» **Belge bölümü**:
* * *
Türkler, Müslüman olmadan önce mukaddes kabul edilen dağlara, yılın belirli zamanlarında ziyaretler yapar, kurbanlar sunarlardı. Örneğin Göktürkler, her sene 5. ayın 10-20. günleri arasında "Altın Dağa" çıkıp Tanrı'ya ibadet etmek suretiyle "Hac" ederlerdi(Danişmend, 1978:79-82).
Türkler; Ötüken, Tanrı, Uluğ dağlarını tanrılar dergâhı diye kabul etmişlerdir. Bu kutsal dağlara olan inançtan dolayı Hun, Göktür, Uygur Hakanları Ötüken Dağı'nı başkent yapmışlardır. Tian-Şan Dağı'na Tanrı Dağı denmesine de, onun masmavi buzlarla kaplı tepelerinin Han Tanrı, Matağ Ata isimleriyle anılması da, dağların kutsallaştırılması ile ilgili bir inançtır(Rahman, 1996:136-137).
Eski Oğuzlarda her boyun her oymağın kendine özgü kutsal dağı olduğu gibi boylardan kurulu büyük birliklerde de kendilerine ilişkin dağları vardı. Bu dağa kut dağ denirdi. Söz gelimi Gök Türk İmparatorluğunun kutsal dağı ve ormanı Ötüken dağı ve ormanıdır(Birdoğan, 1998:60).
Şamanlara göre tüm evren ruhlarla doludur. Dağlar, göller ve ırmaklar bu nedenle hep canlı varlıklardır. Bunu Anadolu'daki Türk ve Kürt Alevîlerinde de görüyoruz. Bütün Anadolu'da dağ tepelerinde uluyol velilerinin yatırları vardır. Türkiye'nin hemen hemen her bölgesinde hıdırlık tepeleri bulunmaktadır(a.g.y:60).
* * *
» **Gösterilen bilgiler**:
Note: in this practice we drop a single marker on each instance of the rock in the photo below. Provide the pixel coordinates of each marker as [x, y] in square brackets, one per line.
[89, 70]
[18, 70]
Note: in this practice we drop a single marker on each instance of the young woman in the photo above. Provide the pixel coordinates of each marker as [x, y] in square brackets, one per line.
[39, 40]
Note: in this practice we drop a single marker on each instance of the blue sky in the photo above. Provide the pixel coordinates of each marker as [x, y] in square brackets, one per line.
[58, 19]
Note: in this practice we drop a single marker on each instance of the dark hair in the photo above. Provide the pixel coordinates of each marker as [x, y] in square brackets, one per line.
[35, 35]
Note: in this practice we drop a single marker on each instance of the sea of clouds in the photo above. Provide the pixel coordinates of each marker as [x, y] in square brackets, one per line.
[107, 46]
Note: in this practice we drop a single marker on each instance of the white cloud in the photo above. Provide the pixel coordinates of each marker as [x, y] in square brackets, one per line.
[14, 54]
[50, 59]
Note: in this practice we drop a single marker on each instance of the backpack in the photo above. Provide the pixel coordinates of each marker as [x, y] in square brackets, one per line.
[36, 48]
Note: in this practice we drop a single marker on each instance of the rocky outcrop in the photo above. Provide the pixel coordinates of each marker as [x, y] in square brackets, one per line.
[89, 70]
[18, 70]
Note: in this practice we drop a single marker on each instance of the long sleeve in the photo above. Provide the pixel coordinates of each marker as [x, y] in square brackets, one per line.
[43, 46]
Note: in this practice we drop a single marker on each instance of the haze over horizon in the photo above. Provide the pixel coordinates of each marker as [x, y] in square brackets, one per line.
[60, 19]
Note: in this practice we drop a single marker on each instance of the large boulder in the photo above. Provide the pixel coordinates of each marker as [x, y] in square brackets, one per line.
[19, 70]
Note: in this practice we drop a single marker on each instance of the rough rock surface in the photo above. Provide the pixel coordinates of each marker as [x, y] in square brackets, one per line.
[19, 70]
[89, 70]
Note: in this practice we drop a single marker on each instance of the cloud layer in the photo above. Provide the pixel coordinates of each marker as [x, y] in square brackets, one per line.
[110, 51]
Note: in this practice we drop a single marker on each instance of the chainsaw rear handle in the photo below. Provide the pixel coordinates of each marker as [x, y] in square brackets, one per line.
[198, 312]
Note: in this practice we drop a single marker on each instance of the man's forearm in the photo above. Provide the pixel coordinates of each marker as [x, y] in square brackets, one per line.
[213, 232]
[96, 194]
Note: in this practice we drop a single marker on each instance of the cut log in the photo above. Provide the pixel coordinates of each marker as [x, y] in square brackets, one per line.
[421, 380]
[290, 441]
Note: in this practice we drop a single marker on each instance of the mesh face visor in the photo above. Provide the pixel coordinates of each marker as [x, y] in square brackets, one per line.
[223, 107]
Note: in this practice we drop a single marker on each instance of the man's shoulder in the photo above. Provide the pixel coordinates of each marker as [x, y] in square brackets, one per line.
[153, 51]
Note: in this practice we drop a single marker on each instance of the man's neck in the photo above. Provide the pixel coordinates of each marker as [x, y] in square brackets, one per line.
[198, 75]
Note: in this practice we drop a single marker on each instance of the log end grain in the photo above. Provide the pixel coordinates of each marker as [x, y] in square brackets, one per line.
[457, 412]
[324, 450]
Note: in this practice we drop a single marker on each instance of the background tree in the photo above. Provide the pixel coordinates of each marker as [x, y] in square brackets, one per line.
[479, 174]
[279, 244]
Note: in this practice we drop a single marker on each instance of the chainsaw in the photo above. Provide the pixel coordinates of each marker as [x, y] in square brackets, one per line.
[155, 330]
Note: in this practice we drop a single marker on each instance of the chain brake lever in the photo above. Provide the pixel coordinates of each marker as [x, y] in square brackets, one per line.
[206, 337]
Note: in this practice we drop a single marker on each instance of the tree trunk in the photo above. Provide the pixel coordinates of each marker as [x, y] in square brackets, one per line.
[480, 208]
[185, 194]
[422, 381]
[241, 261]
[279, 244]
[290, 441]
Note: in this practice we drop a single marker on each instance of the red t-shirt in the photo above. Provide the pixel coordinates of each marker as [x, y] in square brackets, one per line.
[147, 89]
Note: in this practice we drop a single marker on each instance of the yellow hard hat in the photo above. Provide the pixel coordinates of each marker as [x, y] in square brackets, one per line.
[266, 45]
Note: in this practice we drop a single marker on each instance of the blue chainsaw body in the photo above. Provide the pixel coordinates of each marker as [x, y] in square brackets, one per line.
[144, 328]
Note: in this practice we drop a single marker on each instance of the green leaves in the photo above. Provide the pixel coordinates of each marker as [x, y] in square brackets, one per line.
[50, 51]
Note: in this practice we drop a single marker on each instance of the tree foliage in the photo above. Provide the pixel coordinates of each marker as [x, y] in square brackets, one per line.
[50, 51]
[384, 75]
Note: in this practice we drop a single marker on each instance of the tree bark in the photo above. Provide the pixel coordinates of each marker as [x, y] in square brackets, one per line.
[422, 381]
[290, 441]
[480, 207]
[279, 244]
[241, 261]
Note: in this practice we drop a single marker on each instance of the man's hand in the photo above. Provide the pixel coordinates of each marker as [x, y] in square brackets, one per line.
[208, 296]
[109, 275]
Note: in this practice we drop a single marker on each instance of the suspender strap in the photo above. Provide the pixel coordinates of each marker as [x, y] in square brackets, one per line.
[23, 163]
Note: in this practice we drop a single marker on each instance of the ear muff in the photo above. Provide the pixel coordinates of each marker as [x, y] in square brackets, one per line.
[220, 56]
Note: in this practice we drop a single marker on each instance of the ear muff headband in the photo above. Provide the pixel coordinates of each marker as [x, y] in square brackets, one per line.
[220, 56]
* * *
» **Alıştırma görevi 1**:
Kutsal dağlar üzerine olan metinde soyadı ve yılıyla kaynak olarak gösterilen bütün yazarları yaz.
» **Alıştırma görevi 2**:
Kutsal dağlar üzerine olan metnin "Türkler; Ötüken, Tanrı, Uluğ" sözleriyle başlayıp "bir inançtır(Rahman, 1996:136-137)." sözleri de dahil olmak üzere orada biten kısmını, hiçbir değişiklik yapmadan çıktı olarak ver.

» **Eksiksiz cevap 1**:
Danişmend (1978), Rahman (1996), Birdoğan (1998)

» **Eksiksiz cevap 2**:
Türkler; Ötüken, Tanrı, Uluğ dağlarını tanrılar dergâhı diye kabul etmişlerdir. Bu kutsal dağlara olan inançtan dolayı Hun, Göktür, Uygur Hakanları Ötüken Dağı'nı başkent yapmışlardır. Tian-Şan Dağı'na Tanrı Dağı denmesine de, onun masmavi buzlarla kaplı tepelerinin Han Tanrı, Matağ Ata isimleriyle anılması da, dağların kutsallaştırılması ile ilgili bir inançtır(Rahman, 1996:136-137).